▶ [STATED EXERCISE]
Quote the items below verbatim, beginning with the line that contains "Point to the stone" and continuing through the last line of the items, both ends included.

▶ [EXERCISE MATERIALS]
-- Begin --

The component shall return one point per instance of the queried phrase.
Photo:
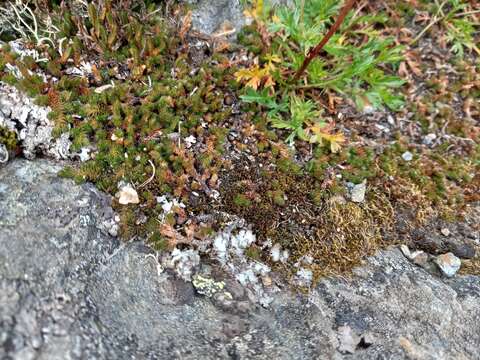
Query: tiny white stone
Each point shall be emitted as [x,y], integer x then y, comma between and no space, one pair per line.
[128,195]
[407,156]
[84,154]
[357,191]
[275,252]
[103,88]
[428,139]
[190,140]
[406,251]
[448,264]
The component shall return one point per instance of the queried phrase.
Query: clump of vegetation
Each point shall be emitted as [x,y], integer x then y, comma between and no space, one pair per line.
[195,131]
[358,63]
[9,139]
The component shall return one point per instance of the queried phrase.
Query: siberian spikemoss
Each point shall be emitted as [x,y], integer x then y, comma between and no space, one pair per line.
[156,116]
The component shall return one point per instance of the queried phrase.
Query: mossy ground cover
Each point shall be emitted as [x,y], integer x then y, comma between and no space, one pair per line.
[228,132]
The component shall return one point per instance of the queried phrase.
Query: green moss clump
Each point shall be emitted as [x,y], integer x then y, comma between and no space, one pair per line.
[8,138]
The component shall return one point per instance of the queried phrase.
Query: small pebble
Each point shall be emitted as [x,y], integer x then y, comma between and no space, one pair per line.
[445,232]
[448,264]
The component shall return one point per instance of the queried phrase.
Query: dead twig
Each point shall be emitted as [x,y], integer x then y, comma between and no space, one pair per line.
[316,50]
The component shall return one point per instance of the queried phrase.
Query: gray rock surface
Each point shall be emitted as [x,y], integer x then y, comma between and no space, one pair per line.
[70,291]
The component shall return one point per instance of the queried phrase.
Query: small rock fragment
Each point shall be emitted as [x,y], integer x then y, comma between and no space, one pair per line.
[267,281]
[185,262]
[304,277]
[3,154]
[448,264]
[406,251]
[128,195]
[207,286]
[357,191]
[445,232]
[428,139]
[420,259]
[348,340]
[407,156]
[103,88]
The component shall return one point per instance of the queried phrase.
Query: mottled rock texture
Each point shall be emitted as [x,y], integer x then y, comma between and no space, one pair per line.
[70,291]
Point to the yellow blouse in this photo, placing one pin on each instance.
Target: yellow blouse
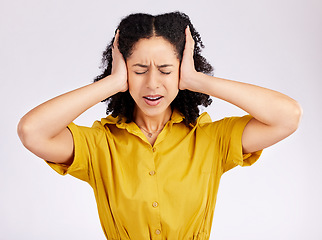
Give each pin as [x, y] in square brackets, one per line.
[164, 191]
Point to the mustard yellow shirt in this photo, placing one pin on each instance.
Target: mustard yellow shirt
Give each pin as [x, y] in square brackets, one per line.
[165, 191]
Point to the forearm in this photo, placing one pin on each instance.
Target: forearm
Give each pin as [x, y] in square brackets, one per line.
[50, 118]
[267, 106]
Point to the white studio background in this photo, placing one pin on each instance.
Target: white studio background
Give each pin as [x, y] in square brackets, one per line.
[50, 47]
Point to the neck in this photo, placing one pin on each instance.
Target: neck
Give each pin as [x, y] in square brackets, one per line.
[152, 123]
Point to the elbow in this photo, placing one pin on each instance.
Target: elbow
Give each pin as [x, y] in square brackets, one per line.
[25, 133]
[295, 117]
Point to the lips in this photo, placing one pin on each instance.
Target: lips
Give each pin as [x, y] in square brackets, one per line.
[153, 100]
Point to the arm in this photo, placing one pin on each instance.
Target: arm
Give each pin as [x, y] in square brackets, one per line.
[276, 115]
[44, 130]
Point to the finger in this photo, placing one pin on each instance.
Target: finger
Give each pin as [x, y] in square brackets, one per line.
[190, 43]
[116, 38]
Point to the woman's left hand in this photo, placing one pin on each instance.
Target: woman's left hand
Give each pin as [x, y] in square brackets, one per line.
[188, 73]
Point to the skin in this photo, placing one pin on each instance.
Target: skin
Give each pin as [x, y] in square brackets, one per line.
[44, 131]
[153, 72]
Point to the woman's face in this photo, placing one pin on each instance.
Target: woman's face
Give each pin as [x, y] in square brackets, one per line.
[153, 76]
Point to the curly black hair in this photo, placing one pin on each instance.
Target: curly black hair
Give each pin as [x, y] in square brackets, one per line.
[170, 26]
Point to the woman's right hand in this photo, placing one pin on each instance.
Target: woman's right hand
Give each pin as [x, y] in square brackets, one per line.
[119, 69]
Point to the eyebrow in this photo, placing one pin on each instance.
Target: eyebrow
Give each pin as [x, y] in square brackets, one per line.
[146, 66]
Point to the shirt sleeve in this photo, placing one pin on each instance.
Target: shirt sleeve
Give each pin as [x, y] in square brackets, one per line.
[85, 139]
[227, 136]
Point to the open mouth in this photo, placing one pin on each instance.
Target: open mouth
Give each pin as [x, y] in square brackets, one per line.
[153, 100]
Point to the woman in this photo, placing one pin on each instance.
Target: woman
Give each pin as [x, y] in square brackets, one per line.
[155, 164]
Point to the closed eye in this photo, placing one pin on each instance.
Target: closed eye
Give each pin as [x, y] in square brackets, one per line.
[165, 72]
[140, 72]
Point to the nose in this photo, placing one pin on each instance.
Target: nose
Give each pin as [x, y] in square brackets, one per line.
[152, 80]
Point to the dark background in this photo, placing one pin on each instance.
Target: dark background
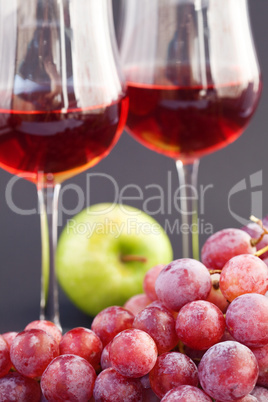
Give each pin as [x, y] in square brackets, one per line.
[130, 162]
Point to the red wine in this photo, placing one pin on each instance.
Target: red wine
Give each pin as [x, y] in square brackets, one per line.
[61, 143]
[188, 122]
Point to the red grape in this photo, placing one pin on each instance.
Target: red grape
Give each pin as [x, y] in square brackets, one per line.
[261, 355]
[195, 355]
[110, 321]
[32, 351]
[149, 281]
[47, 326]
[260, 393]
[105, 357]
[186, 393]
[228, 371]
[5, 363]
[159, 304]
[181, 282]
[225, 244]
[137, 303]
[215, 296]
[68, 378]
[148, 395]
[133, 353]
[9, 337]
[247, 319]
[255, 231]
[160, 325]
[171, 370]
[111, 386]
[200, 324]
[242, 274]
[18, 388]
[84, 343]
[248, 398]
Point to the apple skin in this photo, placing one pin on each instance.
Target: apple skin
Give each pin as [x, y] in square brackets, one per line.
[89, 266]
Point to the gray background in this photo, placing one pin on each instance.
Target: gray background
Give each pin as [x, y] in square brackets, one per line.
[129, 162]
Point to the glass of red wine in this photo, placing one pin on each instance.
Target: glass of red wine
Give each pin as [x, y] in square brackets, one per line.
[63, 103]
[193, 84]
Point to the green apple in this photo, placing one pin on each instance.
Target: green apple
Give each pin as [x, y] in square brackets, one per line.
[104, 252]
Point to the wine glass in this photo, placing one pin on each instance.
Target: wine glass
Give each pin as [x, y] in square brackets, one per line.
[63, 103]
[193, 84]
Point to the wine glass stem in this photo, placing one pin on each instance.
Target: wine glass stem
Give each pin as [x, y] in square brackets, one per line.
[188, 204]
[48, 202]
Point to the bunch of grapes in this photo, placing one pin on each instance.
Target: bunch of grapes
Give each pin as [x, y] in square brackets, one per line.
[199, 333]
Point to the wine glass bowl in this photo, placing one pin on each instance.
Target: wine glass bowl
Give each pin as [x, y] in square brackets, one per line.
[63, 103]
[193, 82]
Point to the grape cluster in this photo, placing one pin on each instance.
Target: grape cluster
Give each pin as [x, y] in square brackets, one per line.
[198, 333]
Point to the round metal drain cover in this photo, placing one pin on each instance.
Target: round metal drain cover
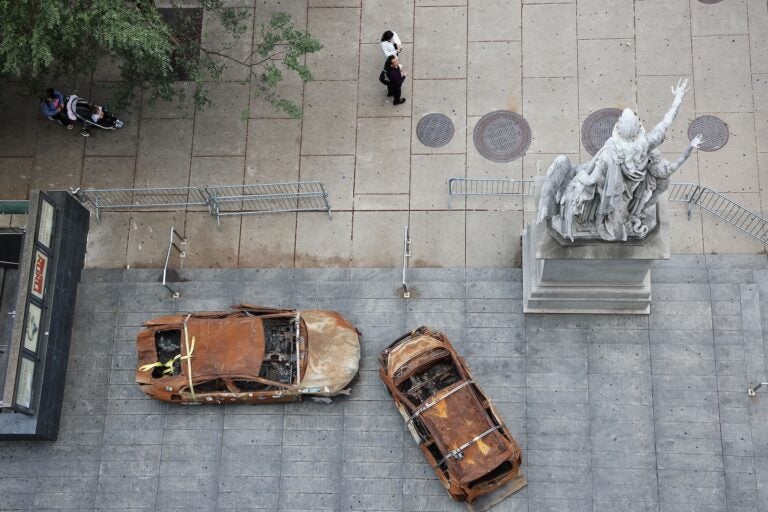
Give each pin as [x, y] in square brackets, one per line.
[713, 129]
[502, 136]
[435, 130]
[597, 128]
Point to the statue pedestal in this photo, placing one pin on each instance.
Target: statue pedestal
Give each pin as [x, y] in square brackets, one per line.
[591, 277]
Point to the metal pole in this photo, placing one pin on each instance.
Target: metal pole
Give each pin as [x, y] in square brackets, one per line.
[406, 256]
[753, 391]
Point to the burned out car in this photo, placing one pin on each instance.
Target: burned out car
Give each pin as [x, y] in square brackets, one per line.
[450, 418]
[251, 354]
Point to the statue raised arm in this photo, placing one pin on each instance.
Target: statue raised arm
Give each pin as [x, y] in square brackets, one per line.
[661, 169]
[659, 132]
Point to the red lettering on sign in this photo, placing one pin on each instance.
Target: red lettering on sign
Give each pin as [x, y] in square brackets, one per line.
[37, 283]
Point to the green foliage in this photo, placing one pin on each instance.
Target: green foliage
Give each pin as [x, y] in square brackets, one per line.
[42, 41]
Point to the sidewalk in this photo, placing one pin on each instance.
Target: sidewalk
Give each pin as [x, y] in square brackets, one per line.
[554, 63]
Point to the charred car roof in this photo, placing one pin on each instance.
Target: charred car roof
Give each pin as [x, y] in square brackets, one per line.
[450, 418]
[249, 354]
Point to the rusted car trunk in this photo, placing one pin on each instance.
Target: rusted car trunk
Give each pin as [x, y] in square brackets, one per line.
[450, 418]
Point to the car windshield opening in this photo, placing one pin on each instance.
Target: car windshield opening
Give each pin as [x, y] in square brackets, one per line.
[438, 374]
[168, 346]
[500, 470]
[252, 385]
[280, 361]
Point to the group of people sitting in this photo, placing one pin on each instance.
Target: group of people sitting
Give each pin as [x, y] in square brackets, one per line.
[66, 110]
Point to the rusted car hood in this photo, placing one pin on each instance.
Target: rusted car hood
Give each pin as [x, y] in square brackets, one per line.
[333, 354]
[234, 347]
[242, 354]
[454, 421]
[407, 351]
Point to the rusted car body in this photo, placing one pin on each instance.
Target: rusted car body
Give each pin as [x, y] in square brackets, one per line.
[450, 418]
[250, 354]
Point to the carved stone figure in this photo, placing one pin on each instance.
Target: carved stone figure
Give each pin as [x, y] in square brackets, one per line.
[613, 196]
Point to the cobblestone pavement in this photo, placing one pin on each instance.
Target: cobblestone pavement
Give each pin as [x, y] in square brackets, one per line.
[554, 62]
[631, 413]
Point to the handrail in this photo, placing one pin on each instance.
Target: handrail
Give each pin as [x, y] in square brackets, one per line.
[720, 206]
[182, 254]
[406, 259]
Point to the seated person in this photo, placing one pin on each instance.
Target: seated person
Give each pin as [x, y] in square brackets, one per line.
[103, 118]
[53, 108]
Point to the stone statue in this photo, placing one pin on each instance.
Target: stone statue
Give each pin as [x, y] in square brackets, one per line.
[613, 196]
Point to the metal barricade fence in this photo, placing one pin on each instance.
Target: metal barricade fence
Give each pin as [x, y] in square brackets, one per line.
[303, 196]
[695, 195]
[488, 187]
[306, 196]
[126, 199]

-- End --

▶ [EXERCISE RESULT]
Point to the stone statue in this photo, placing one pin on each instance.
Target: stone statue
Give each pin as [x, y] in square brackets, one per line.
[613, 196]
Point to the metal barricade fence in this photo, placing one pin on each instance.
Target: metal barricade fence
Give each pin as [x, y] in square brackets, one per line.
[303, 196]
[695, 195]
[488, 187]
[306, 196]
[126, 199]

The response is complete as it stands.